_PASSAGE SHOWN_:
Manabi Straight! is straighter than expected

By Pontifus on 14 July 2008 | Anime, Reviews | 6 Comments

Shoujo-ai: forward, GO!If you’re familiar with my MAL (my MyAnimeList? There has to be a better way to say that), you know I’m reluctant to hand out scores of 9 and 10, and I’m even thrifty with my 8s. I don’t bestow my highest favor upon just any show or movie. To enshrine itself within my hall of legends, a work of animated film must demonstrate all-around solid art, music, and acting, achieve my basic requirements of good characterization, and meet one of three conditions:

1. It must serve as a damned fine example of storytelling, consisting of equal parts top-notch structure and downright cleverness.

2. It must somehow engage my worldview, whether by exploring or challenging it.

3. All of the above.

_WORK TO DO_:
**a)** Condense the review's paragraph containing "If you're familiar with my MAL" into a shorter version that keeps its main facts.
**b)** Duplicate the stretch of the review from "By Pontifus on" through "of the above.".
The rows that follow are not needed for any task.

_MATERIAL SHOWN_:
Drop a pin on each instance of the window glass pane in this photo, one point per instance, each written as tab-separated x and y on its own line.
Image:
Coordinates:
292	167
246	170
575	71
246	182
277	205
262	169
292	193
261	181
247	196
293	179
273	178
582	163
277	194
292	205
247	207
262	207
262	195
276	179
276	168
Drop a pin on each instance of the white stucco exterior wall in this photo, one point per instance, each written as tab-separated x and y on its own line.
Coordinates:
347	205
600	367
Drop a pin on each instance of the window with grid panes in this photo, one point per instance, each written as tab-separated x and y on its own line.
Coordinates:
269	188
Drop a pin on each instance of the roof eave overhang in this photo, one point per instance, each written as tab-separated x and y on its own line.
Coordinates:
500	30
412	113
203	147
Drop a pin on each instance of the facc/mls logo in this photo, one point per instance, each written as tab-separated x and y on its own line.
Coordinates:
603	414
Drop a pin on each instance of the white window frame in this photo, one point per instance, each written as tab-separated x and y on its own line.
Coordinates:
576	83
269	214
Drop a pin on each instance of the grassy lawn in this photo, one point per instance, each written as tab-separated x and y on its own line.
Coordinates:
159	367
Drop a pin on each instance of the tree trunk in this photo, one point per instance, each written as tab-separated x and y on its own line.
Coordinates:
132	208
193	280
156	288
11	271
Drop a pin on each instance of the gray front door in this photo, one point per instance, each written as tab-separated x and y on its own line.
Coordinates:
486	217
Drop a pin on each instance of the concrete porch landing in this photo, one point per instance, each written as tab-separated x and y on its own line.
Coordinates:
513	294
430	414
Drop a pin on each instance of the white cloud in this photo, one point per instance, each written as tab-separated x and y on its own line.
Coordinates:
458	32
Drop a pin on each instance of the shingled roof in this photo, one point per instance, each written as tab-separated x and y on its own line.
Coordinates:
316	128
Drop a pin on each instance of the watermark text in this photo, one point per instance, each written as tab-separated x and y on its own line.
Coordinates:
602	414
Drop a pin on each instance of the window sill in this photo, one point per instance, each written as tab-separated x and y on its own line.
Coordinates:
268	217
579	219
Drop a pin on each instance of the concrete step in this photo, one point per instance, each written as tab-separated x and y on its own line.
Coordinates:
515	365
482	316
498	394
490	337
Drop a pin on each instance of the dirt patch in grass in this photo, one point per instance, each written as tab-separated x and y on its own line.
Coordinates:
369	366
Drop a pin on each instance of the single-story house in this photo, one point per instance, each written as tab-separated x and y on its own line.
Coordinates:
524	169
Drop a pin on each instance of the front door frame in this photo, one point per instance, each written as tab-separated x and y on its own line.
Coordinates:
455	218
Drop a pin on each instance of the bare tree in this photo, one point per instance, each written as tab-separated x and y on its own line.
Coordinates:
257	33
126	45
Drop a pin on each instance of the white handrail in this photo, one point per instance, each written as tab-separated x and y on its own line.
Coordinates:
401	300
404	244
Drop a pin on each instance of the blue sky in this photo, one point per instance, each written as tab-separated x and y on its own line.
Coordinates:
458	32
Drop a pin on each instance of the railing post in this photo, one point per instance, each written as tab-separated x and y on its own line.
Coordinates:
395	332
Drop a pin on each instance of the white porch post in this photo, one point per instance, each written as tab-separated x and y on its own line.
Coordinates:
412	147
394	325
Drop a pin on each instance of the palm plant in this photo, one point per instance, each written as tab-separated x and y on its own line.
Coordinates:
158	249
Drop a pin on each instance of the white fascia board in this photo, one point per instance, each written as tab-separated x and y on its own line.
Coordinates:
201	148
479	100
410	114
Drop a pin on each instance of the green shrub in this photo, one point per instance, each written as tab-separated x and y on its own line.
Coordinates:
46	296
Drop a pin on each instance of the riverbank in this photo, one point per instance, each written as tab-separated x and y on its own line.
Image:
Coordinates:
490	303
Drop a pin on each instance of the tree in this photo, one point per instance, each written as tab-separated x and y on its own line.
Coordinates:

_SOLUTION LIST_:
**a)** The writer rarely gives scores of 9 or 10 and is sparing even with 8s, reserving the highest favor for few shows or movies. To enter the writer's hall of legends, an animated work must have consistently solid art, music, and acting. It must also meet basic requirements of good characterization and satisfy one of three conditions.

**b)**
By Pontifus on 14 July 2008 | Anime, Reviews | 6 Comments

Shoujo-ai: forward, GO!If you’re familiar with my MAL (my MyAnimeList? There has to be a better way to say that), you know I’m reluctant to hand out scores of 9 and 10, and I’m even thrifty with my 8s. I don’t bestow my highest favor upon just any show or movie. To enshrine itself within my hall of legends, a work of animated film must demonstrate all-around solid art, music, and acting, achieve my basic requirements of good characterization, and meet one of three conditions:

1. It must serve as a damned fine example of storytelling, consisting of equal parts top-notch structure and downright cleverness.

2. It must somehow engage my worldview, whether by exploring or challenging it.

3. All of the above.